:: SUPPLIED DATA ::

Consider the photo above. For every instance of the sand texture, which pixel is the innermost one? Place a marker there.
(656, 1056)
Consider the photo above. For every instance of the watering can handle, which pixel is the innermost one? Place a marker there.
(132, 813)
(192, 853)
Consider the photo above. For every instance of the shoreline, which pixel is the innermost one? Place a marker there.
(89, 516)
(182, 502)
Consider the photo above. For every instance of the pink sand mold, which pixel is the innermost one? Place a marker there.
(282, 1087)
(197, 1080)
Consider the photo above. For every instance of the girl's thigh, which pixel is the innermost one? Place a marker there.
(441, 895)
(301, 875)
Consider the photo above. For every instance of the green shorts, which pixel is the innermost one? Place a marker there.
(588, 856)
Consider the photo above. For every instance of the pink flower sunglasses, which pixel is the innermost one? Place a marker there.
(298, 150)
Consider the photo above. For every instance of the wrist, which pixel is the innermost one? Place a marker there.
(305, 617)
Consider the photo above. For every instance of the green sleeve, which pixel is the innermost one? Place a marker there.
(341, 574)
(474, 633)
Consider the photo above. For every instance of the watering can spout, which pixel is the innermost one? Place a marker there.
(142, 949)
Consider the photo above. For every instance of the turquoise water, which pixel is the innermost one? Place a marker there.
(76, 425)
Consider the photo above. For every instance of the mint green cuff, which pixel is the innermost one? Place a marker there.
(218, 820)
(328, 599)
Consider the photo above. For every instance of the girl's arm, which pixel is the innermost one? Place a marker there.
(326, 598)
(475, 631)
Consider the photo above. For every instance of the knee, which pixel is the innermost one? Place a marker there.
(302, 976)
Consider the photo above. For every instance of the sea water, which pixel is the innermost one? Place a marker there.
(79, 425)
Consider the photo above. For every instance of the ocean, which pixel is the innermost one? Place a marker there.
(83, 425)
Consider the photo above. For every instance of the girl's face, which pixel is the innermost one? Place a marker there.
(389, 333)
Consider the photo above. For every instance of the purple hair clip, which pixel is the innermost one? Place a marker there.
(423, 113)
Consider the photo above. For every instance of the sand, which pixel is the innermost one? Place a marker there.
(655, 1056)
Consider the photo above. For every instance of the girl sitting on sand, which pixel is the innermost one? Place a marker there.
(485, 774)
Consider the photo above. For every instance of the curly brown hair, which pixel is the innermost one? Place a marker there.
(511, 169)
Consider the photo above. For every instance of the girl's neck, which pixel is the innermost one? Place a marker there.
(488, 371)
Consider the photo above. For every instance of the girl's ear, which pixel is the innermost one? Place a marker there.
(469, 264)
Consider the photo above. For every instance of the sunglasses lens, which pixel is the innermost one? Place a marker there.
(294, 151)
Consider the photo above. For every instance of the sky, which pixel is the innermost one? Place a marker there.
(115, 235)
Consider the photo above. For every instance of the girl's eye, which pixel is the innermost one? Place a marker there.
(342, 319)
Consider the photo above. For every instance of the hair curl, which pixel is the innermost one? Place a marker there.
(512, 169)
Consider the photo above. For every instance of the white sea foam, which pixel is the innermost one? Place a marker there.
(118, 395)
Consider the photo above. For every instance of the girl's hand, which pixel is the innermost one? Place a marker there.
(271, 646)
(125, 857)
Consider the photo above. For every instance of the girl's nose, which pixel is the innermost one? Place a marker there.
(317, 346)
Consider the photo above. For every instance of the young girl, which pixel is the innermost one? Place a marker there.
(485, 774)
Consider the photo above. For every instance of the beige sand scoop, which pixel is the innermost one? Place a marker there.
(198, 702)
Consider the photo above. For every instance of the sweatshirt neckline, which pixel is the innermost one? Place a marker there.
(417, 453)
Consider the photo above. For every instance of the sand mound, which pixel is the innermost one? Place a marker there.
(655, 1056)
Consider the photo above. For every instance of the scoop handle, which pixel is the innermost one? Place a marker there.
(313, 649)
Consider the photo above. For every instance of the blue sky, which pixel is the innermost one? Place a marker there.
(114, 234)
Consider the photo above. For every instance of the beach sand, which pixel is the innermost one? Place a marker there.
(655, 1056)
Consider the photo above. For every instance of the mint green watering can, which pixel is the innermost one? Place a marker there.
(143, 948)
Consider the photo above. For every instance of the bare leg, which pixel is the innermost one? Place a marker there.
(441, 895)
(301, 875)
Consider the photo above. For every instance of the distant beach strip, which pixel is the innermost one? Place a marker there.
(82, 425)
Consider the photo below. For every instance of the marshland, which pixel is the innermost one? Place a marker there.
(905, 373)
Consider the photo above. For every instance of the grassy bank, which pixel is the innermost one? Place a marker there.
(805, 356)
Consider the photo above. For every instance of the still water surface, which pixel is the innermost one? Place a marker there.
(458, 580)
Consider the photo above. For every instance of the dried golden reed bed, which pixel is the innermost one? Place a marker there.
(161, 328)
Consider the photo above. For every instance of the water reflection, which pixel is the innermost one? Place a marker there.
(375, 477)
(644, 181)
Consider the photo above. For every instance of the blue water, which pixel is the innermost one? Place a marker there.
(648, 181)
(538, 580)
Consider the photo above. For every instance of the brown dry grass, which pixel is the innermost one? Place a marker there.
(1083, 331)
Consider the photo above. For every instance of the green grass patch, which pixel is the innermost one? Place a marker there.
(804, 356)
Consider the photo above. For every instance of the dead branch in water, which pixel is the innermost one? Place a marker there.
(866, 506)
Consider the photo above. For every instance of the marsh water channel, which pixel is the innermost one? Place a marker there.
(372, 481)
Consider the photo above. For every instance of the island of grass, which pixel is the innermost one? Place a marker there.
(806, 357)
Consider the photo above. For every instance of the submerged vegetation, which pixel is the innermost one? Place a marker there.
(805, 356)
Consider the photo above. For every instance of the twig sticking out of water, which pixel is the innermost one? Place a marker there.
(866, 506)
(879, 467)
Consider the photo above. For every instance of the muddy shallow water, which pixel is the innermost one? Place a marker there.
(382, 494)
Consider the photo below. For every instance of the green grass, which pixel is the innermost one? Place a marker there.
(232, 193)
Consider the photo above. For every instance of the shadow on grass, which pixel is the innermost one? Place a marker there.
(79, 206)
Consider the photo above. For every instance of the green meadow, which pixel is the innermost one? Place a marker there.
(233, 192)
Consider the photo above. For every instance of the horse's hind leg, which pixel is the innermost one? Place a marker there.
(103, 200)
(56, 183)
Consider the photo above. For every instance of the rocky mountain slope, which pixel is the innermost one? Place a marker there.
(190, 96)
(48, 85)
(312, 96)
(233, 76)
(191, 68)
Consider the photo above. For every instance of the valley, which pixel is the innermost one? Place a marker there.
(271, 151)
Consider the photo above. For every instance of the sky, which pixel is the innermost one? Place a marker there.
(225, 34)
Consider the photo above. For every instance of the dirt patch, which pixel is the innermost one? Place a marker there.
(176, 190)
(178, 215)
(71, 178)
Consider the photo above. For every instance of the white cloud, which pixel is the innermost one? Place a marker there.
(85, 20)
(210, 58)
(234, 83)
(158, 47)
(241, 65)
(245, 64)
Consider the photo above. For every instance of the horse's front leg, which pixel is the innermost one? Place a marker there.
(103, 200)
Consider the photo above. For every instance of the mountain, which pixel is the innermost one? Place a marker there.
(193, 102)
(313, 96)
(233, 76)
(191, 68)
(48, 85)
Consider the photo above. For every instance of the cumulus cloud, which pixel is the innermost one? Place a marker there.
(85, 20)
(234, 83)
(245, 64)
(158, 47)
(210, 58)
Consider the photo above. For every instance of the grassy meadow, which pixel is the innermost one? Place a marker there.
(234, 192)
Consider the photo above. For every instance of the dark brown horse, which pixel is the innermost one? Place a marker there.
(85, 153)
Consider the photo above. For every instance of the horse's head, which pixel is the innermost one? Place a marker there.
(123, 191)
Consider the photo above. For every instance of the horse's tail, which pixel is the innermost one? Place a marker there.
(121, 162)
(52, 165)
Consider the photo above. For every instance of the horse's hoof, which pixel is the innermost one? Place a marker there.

:::

→ **WHAT YOU SHOULD DO**: Would you give again, word for word, every line from the one with "Consider the photo above. For every instance of the horse's hind" through the final line of the listing above?

→ **SOLUTION TO THE EXERCISE**:
Consider the photo above. For every instance of the horse's hind leg, which pixel is the innermost one? Place a marker there.
(103, 200)
(56, 183)
Consider the photo above. For every instance of the rocky mountain slope, which pixel is the innermost one? Place a marker there.
(190, 96)
(48, 85)
(312, 96)
(233, 76)
(191, 68)
Consider the photo above. For every instance of the valley, which pixel is the innermost one? Place a marker there.
(271, 151)
Consider the photo above. For every instance of the sky, which pixel is the innermost one? Place a marker there.
(225, 34)
Consider the photo above. For every instance of the dirt patch, which pixel is the innermost one? Place a marker there.
(176, 190)
(178, 215)
(71, 178)
Consider the photo above. For every instance of the white cloud, which pixel is the innermost one? Place a marker there.
(85, 20)
(210, 58)
(234, 83)
(158, 47)
(241, 65)
(245, 64)
Consider the photo above. For every instance of the horse's front leg, which pixel is the innermost one? Place a marker there.
(103, 200)
Consider the photo above. For every instance of the mountain, which pixel is the innermost one? Place a marker there.
(193, 102)
(313, 96)
(233, 76)
(191, 68)
(48, 85)
Consider the photo above. For every instance of the cumulus cloud, which pixel is the innermost one? Place a marker there.
(85, 20)
(234, 83)
(245, 64)
(158, 47)
(210, 58)
Consider the photo above. For every instance of the grassy meadow, which pixel is the innermost one? Place a marker there.
(234, 192)
Consider the photo above. For every instance of the dark brown horse, which pixel is the innermost one? Place a marker there.
(85, 153)
Consider the photo above. For every instance of the horse's head, which pixel is the innermost one? Place a marker there.
(123, 191)
Consider the photo above. For every instance of the horse's tail, which pixel is the innermost one? Place a marker there.
(121, 162)
(52, 165)
Consider the photo above. For every instance of the horse's hoof, which pixel is the innermost one? Place a marker there.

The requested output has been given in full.